Source records:

BEGIN

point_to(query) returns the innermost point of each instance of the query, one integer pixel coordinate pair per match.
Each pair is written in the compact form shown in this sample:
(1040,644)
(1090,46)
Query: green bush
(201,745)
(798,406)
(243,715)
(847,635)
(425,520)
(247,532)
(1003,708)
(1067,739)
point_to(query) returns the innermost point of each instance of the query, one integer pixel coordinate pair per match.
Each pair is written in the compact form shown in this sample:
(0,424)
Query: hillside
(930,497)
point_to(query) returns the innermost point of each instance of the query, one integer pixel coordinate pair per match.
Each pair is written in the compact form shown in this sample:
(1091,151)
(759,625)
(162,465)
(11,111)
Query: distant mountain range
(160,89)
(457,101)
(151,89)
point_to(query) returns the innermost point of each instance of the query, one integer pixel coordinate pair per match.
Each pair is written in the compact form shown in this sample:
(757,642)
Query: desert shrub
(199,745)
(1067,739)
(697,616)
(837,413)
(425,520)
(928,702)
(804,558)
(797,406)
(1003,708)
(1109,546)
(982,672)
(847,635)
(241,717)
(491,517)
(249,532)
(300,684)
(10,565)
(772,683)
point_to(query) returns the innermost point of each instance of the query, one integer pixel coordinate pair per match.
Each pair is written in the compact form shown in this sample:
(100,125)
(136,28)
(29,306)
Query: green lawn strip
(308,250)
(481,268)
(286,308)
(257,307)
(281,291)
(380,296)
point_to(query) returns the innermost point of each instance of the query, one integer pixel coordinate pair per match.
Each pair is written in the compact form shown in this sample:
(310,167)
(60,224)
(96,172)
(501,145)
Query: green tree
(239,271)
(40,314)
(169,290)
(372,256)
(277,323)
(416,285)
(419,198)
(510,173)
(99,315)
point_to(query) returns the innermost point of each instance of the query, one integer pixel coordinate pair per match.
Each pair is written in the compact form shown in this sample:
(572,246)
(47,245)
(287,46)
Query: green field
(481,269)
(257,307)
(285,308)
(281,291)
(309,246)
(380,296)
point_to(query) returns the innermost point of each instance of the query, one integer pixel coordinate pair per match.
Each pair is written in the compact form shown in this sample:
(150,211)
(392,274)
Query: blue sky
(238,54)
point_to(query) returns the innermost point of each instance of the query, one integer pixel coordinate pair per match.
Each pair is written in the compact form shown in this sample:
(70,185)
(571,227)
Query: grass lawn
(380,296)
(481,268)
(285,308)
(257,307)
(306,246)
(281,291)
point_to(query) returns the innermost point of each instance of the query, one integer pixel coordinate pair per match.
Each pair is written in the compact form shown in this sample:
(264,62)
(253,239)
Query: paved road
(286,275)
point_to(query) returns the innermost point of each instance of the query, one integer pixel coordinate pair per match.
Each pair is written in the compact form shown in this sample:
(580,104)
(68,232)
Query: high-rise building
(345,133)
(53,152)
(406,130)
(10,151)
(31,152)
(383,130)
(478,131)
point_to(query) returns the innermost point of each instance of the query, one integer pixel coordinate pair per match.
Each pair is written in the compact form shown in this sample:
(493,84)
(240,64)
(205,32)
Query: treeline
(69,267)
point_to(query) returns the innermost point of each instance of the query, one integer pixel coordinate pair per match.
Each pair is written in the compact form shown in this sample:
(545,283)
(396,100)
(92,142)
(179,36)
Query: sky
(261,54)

END

Aim: Output the data above exactly, please, line for line.

Complete response:
point_to(query) returns the innermost point of each instance of the query, one integer pixel coordinate pair per match.
Each pair is written in the compact form shown in this sample:
(1040,644)
(1090,46)
Query: green bush
(201,745)
(798,406)
(243,715)
(847,635)
(425,520)
(247,532)
(1003,708)
(1067,739)
point_to(query) returns the innermost point of each instance of the query, one integer pixel coordinate pair per match.
Each pair is written in the compact form shown in this sample:
(0,424)
Query: hillside
(930,497)
point_to(query) returns the innermost point of each instance of the query, one integer pixel coordinate pair per match.
Each pair is written in the compact form shown in this sample:
(1091,151)
(759,625)
(162,465)
(11,111)
Query: distant mountain range
(160,89)
(457,101)
(151,89)
point_to(query) returns the innermost point of each instance of the query, one integer pixel coordinate pair per match.
Each pair is written in the compact form shown in this sample:
(757,642)
Query: desert shrub
(199,745)
(1067,739)
(697,616)
(837,413)
(425,520)
(928,702)
(804,558)
(797,406)
(1003,708)
(1109,546)
(982,672)
(847,635)
(241,717)
(491,517)
(249,532)
(300,684)
(10,565)
(772,683)
point_to(query) returns the innermost point of each instance of the query, one integer pixel coordinate pair per match.
Each pair is written in the compact form shown in this sample:
(100,125)
(136,28)
(29,306)
Query: green lawn strip
(308,250)
(481,268)
(286,308)
(257,307)
(281,291)
(380,296)
point_to(query) returns the innermost point of each instance of the query, one integer pixel coordinate pair per match.
Each pair is written in the compact form shown in this sample:
(310,167)
(60,224)
(96,172)
(501,145)
Query: green tree
(239,271)
(40,314)
(169,290)
(372,256)
(277,323)
(416,285)
(419,198)
(510,173)
(99,315)
point_to(query) returns the innermost point of each instance of the query, one integer pixel coordinate pair per match.
Each pair is written in the compact form shown in this sample:
(572,246)
(47,245)
(287,46)
Query: green field
(481,269)
(257,307)
(285,308)
(281,291)
(309,246)
(380,296)
point_to(query) returns the innermost point of each instance of the query, one integer pixel coordinate pair per match.
Each pair is written in the compact form shown in this sample:
(150,211)
(392,274)
Query: blue sky
(238,54)
point_to(query) returns the innermost point of each instance of the query, one integer pixel coordinate pair per match.
Each pair is written in the compact form shown in this sample:
(70,185)
(571,227)
Query: grass lawn
(380,296)
(481,268)
(285,308)
(257,307)
(306,246)
(281,291)
point_to(query) returns the innermost point of each instance of the query, one integer pixel coordinate pair per match.
Each pair is written in the compact form shown in this sample:
(264,62)
(253,239)
Query: paved road
(286,275)
point_to(query) returns the innermost point of each instance of the query, one integer pixel coordinate pair per match.
Each pair is written in the compact form shown in this sample:
(580,104)
(68,232)
Query: high-rise building
(345,133)
(53,152)
(406,130)
(10,151)
(31,152)
(383,130)
(478,131)
point_to(query) returns the innermost point of each instance of the query, one integer pixel coordinate pair per match.
Each pair is written in the compact form shown in this sample:
(493,84)
(240,64)
(205,32)
Query: treeline
(69,267)
point_to(query) returns the innermost point of each instance of the query, one integer pixel coordinate pair per match.
Each pair is written in the compact form shown in this sample:
(545,283)
(396,100)
(92,142)
(179,36)
Query: sky
(261,54)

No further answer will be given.